Dataset rows on where objects appear →
▼
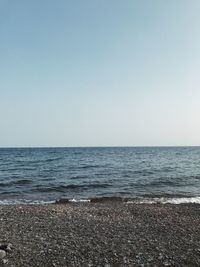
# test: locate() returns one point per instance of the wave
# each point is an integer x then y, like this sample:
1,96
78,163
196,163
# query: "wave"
63,188
128,201
18,182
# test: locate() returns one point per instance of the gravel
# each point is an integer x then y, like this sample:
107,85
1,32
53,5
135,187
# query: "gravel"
100,234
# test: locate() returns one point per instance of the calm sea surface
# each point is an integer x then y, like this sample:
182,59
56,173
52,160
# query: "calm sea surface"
144,173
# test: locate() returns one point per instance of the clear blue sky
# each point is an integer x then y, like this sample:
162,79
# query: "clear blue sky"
99,72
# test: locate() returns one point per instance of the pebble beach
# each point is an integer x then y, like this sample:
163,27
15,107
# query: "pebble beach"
100,234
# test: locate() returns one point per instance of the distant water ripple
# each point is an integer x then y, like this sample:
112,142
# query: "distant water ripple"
47,174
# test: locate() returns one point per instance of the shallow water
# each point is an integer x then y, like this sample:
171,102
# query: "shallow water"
144,173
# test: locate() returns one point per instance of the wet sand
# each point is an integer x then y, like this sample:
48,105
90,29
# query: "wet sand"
101,234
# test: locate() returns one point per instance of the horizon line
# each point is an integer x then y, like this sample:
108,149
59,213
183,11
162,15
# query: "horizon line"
106,146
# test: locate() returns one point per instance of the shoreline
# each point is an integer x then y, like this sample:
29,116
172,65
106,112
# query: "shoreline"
101,234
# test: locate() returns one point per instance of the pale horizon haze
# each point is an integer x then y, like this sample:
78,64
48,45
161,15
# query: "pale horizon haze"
99,73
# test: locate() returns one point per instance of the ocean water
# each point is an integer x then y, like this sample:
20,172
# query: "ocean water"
141,174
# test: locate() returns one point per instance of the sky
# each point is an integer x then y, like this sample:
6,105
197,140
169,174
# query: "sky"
99,73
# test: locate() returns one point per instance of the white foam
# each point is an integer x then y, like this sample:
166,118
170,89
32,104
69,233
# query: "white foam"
24,202
79,200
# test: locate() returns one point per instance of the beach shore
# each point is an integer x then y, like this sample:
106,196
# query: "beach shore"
101,234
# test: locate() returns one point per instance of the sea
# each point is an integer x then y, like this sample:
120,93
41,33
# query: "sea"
132,174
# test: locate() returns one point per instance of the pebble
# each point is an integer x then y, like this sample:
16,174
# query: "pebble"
2,254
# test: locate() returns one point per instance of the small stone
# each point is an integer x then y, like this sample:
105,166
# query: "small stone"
5,261
2,254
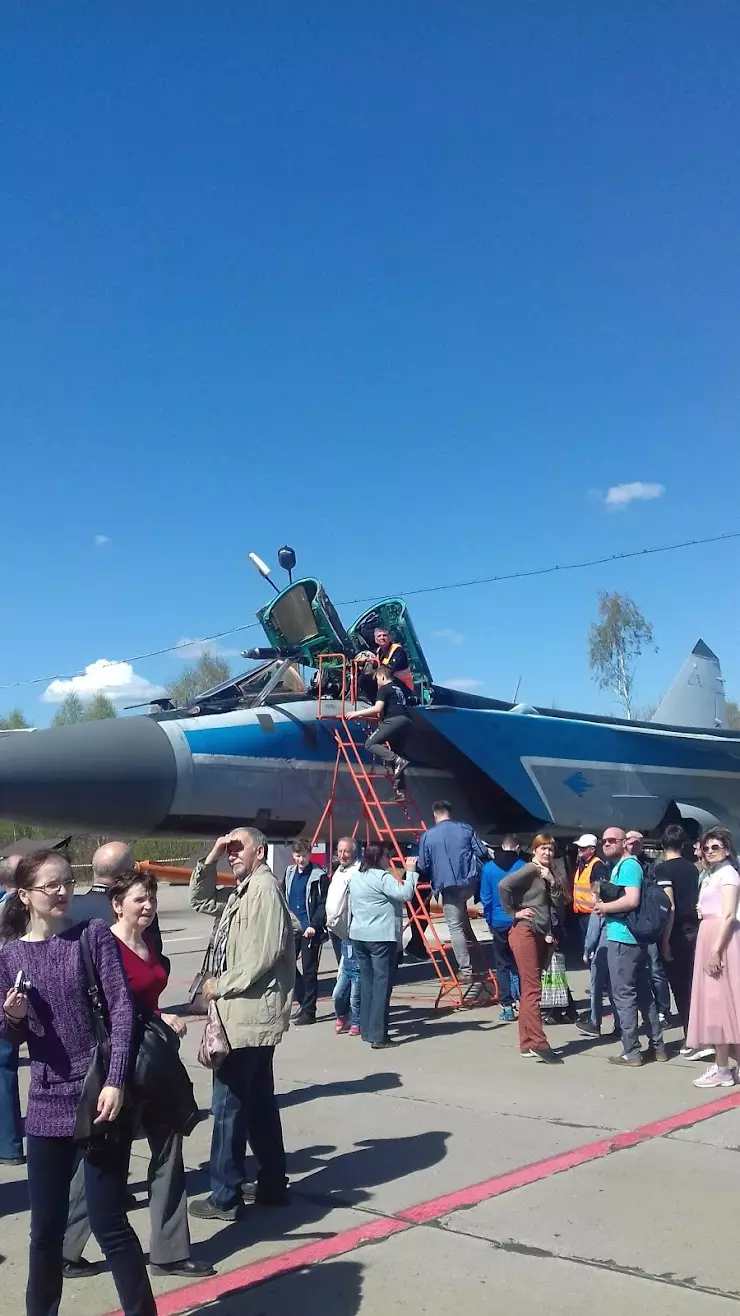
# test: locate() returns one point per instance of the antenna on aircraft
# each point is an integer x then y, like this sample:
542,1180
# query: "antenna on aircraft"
264,570
286,557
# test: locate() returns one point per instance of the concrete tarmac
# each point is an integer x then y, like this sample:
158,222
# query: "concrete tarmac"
449,1173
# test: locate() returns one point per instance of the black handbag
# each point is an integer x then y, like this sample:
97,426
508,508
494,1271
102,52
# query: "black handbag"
96,1075
159,1082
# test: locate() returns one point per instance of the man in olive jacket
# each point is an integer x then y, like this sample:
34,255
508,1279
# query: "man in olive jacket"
253,965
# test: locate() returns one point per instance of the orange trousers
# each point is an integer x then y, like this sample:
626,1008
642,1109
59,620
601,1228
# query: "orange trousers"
529,950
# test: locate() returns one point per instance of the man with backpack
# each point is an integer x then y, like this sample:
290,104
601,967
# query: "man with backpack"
634,921
345,996
502,861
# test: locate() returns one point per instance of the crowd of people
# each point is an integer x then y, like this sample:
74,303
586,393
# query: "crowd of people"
262,966
686,944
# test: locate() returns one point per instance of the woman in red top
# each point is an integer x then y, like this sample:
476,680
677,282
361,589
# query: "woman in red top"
133,896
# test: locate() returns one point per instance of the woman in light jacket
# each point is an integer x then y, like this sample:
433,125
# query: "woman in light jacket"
377,899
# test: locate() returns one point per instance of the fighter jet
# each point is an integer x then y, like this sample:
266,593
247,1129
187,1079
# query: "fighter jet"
261,749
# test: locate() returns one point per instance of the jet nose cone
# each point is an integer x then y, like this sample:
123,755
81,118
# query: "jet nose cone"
111,775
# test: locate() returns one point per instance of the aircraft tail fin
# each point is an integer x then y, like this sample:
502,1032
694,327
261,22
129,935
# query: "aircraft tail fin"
697,695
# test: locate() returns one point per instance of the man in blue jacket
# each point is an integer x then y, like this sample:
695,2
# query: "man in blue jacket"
307,886
504,860
450,856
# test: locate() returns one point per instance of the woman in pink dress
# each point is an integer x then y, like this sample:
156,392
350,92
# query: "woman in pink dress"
714,1019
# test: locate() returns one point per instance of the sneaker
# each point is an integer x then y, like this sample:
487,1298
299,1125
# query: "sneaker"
79,1269
715,1077
188,1269
587,1028
204,1208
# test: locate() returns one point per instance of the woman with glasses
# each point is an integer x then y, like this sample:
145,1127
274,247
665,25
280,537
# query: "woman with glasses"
714,1017
133,898
44,990
528,895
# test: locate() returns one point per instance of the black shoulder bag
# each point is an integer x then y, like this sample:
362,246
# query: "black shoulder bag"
99,1065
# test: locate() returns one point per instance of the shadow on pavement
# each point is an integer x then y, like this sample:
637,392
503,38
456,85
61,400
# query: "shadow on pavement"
341,1181
333,1289
341,1087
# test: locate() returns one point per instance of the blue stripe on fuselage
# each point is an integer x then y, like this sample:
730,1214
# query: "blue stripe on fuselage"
248,740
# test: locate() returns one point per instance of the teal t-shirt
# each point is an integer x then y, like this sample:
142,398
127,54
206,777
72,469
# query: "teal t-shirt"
627,873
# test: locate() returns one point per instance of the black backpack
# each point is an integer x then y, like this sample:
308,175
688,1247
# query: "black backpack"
648,920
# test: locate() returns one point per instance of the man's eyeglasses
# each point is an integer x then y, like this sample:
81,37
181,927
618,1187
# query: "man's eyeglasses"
52,888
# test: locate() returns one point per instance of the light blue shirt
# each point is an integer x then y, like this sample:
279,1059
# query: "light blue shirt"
627,873
377,900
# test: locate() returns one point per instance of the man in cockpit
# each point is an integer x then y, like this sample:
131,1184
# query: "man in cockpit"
393,657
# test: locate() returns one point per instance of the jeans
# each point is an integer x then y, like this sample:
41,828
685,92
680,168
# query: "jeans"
11,1127
167,1199
661,990
308,949
529,952
387,741
377,962
420,902
601,983
454,904
245,1108
50,1165
630,973
346,992
504,966
680,970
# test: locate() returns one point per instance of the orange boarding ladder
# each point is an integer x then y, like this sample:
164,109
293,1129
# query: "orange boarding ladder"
398,823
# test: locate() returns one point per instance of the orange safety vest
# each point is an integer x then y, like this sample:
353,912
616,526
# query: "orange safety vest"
404,674
582,894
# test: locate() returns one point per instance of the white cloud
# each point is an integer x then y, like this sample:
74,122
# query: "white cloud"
639,491
116,679
453,637
466,683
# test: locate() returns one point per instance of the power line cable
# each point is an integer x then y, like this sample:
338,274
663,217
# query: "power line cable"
406,594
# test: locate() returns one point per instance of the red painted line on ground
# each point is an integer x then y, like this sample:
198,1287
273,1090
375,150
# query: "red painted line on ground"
181,1300
470,1196
203,1291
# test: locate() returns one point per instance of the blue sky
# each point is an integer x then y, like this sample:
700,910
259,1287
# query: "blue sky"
402,284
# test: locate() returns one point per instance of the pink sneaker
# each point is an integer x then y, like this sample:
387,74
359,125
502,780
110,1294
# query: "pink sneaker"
715,1077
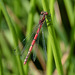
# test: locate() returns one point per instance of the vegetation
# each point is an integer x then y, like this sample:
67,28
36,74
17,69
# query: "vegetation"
18,24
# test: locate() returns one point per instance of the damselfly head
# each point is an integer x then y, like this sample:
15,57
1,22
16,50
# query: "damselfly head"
44,13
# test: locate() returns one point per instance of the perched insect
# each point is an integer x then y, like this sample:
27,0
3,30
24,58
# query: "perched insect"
41,21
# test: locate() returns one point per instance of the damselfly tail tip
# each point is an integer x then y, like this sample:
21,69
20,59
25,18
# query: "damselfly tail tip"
24,63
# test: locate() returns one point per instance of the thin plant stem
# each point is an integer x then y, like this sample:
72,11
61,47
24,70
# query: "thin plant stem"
53,42
11,27
69,10
30,24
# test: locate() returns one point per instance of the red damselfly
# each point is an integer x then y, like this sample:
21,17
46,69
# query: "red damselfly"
41,21
31,42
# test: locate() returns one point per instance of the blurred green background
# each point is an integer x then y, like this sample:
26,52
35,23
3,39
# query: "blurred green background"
18,19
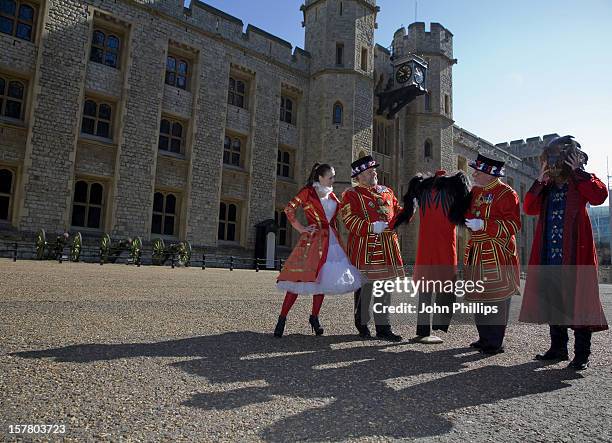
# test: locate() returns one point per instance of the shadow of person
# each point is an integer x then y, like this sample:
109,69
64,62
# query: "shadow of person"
362,388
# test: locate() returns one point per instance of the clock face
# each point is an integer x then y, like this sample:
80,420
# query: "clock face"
418,75
403,73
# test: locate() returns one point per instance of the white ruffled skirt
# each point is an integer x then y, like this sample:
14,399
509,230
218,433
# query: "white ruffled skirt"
337,275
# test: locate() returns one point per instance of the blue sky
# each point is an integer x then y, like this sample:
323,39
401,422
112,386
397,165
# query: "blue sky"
525,68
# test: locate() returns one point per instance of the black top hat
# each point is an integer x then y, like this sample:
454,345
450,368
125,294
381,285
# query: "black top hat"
488,166
563,141
360,165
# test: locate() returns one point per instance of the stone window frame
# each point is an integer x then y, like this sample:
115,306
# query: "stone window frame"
88,205
175,72
288,115
427,99
381,137
428,150
235,97
337,119
171,137
364,59
339,54
462,164
105,49
229,150
10,195
5,97
384,178
164,215
225,221
18,22
284,227
96,119
281,162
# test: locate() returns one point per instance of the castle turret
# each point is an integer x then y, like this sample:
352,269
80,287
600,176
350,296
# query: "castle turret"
427,123
340,39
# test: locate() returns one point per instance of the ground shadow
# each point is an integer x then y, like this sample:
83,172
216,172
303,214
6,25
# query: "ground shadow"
365,388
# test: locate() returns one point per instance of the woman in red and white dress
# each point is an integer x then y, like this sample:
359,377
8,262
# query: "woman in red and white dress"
318,264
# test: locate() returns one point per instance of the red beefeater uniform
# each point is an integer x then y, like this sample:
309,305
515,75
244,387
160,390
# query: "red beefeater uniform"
491,254
310,253
377,256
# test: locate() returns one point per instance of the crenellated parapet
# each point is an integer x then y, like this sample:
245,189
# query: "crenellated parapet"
219,24
527,149
500,151
437,41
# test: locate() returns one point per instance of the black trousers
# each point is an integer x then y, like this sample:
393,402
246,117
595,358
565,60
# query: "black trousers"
582,346
363,298
492,327
441,320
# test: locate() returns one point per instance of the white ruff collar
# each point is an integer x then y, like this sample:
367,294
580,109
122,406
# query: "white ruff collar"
322,191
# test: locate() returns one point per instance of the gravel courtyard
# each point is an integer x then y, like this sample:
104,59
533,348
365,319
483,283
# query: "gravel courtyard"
147,354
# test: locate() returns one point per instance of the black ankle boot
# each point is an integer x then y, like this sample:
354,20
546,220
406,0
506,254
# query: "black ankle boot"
316,326
552,355
280,326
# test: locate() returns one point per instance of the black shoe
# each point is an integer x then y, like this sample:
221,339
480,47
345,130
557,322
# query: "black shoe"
579,364
552,355
364,332
280,326
388,336
492,351
316,326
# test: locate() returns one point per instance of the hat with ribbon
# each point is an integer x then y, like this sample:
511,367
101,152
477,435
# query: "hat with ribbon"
488,166
362,164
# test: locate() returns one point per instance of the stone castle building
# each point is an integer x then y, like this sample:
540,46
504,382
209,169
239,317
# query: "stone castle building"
142,117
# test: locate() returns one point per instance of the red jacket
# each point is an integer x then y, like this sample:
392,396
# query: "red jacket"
377,256
490,255
579,253
436,257
310,252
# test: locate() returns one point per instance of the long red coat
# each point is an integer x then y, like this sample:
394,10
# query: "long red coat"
377,256
491,255
436,257
310,252
579,255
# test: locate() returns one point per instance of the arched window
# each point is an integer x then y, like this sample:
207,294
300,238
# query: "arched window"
428,150
97,119
228,222
165,211
87,204
284,234
176,72
105,48
6,193
17,19
232,151
12,95
284,164
171,136
337,114
286,110
236,93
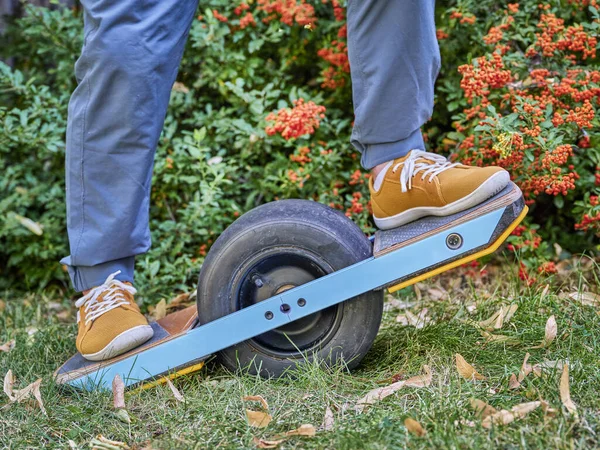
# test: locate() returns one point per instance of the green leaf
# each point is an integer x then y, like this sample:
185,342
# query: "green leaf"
559,201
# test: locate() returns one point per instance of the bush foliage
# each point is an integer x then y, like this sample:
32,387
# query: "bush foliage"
262,111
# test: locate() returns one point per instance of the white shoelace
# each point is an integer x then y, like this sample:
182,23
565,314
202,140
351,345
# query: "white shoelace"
435,165
112,299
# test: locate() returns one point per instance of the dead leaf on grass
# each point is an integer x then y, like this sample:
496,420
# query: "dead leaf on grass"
160,310
586,298
380,393
178,396
7,346
498,338
504,417
20,395
513,383
526,369
303,430
565,391
499,318
118,392
102,443
418,321
265,443
258,419
437,293
466,370
550,331
328,420
414,427
256,398
482,409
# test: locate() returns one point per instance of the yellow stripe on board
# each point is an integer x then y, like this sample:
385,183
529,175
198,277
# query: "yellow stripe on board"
466,259
163,380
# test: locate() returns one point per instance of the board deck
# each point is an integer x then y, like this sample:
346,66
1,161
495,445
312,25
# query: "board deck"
389,240
401,256
169,327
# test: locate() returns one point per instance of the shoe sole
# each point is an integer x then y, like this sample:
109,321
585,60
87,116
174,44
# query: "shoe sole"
489,188
127,340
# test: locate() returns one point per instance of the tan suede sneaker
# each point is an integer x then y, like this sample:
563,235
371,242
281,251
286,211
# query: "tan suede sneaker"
110,322
425,184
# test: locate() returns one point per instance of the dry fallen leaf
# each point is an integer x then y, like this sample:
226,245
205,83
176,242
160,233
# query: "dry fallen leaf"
565,391
586,298
118,392
525,369
175,391
550,332
258,419
466,370
437,293
499,318
418,321
414,427
20,395
101,443
303,430
498,338
380,393
9,381
7,346
482,409
160,310
328,420
513,383
504,417
181,301
264,443
256,398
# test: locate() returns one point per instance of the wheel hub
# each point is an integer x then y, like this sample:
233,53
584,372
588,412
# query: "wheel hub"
270,275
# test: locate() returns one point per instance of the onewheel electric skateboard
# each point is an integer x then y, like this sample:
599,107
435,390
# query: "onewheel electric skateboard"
294,280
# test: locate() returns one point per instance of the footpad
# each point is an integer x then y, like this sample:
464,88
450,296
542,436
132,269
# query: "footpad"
510,199
170,327
390,240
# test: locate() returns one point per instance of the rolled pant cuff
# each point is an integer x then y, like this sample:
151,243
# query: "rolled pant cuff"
375,154
87,277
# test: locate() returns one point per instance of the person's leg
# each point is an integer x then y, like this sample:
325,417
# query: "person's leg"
394,61
128,64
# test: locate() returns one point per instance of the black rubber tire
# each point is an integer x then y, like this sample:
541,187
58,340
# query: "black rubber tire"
316,232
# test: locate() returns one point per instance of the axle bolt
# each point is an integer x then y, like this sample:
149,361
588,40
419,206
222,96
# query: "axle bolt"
257,281
454,241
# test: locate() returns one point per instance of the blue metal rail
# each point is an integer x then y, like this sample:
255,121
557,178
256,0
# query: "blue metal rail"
293,304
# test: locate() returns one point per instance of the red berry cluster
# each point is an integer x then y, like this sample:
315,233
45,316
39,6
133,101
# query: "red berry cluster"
298,121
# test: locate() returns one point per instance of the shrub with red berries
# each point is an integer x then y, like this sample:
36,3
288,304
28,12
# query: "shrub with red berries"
262,110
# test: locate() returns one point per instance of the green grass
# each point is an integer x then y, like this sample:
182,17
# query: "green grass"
213,413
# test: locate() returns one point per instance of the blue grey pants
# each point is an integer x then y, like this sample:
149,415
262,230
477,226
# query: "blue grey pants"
129,61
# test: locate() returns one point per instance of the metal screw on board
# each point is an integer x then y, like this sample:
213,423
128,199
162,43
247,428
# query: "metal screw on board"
257,281
454,241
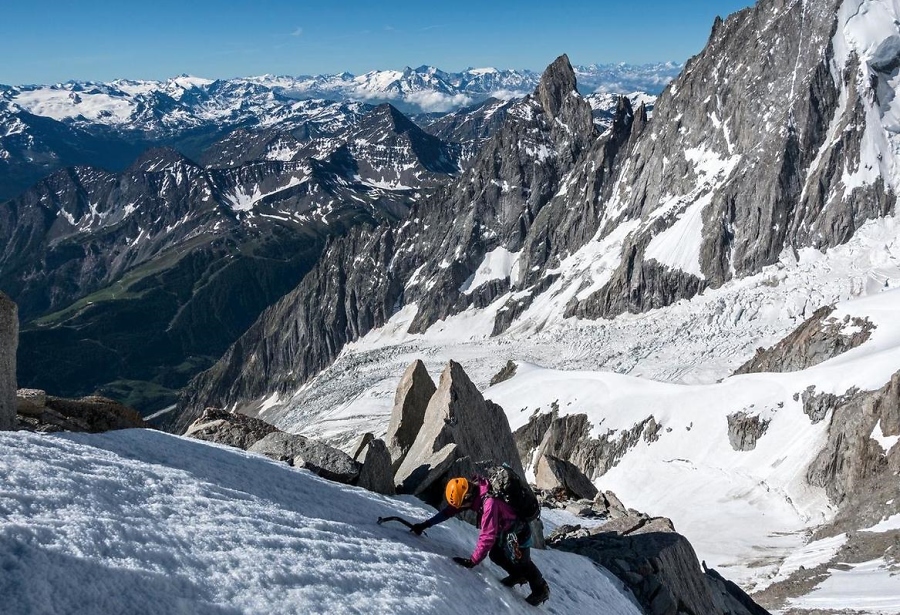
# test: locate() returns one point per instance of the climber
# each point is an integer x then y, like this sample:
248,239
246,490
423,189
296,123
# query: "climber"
505,536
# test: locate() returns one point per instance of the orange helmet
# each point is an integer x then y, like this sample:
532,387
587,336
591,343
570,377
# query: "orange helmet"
456,491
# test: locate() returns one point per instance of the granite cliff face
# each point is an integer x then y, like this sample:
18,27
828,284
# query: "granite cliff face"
139,280
743,159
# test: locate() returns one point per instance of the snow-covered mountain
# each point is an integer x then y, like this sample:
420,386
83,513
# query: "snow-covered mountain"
141,522
761,190
429,89
46,127
192,253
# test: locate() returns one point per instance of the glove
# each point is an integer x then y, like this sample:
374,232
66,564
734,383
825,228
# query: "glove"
465,562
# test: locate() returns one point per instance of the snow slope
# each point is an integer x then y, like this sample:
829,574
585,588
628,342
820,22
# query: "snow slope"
140,521
744,512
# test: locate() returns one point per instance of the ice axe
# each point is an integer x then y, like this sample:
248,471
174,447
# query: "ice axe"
408,524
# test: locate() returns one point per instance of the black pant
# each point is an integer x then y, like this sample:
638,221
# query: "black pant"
524,568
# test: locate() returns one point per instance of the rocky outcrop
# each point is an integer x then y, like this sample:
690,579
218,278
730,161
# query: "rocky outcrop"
426,260
376,473
702,174
229,428
658,565
817,405
568,438
410,402
459,424
505,373
554,473
854,455
819,338
745,429
302,452
93,414
9,341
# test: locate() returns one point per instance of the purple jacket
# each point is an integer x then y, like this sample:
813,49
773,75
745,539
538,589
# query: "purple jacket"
495,516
▲
JOB → Repeat word for word every line from the one that holds "# test: locate() returns one point per instance of the granite" to the end. Both ends count.

SOLUTION TO THIS PROBLEM →
# test: locate() returns one point per instance of the granite cliff face
# each point is an integer x then y, like this sample:
18,27
828,284
# query: "granite cliff face"
139,280
743,159
# test: locate() returns one point per instance of the snow-covered mountain
# each point is an integer x then y, like this sample:
420,386
83,513
# query: "snow-covered mountain"
141,522
761,190
429,89
46,127
192,253
# test: locate() returns one point per instance of the glove
# each point is an integer x then y, like this sample:
374,232
66,564
734,383
825,228
# query: "glove"
465,562
# test: locate() returns one point per instance of the snow slope
# each point is an integer x then y, like this sample:
829,574
585,588
628,342
820,22
# query: "snow slope"
140,521
744,512
# test: locate() returns one point per instance of the ice axe
# each point is an integer x then y, like this sample:
248,471
174,447
# query: "ice axe"
408,524
# test: locate() returns one point per instance of the black pant
# each point is an integer x then y, like this sample:
638,221
# query: "black pant"
524,568
# test: locate() returns one point per instance of the rocky outcrop
# each point is an integer x then y, like this sample:
690,579
218,278
730,161
# query: "rocky outcrop"
426,260
376,473
702,174
229,428
658,565
817,405
568,438
410,402
459,424
505,373
554,473
854,455
819,338
745,429
302,452
93,414
9,341
# test: locate() returns one point per instance of the purple jacket
# each point is an integer x then y, like this sample:
813,49
773,75
745,539
538,589
# query: "purple jacket"
495,516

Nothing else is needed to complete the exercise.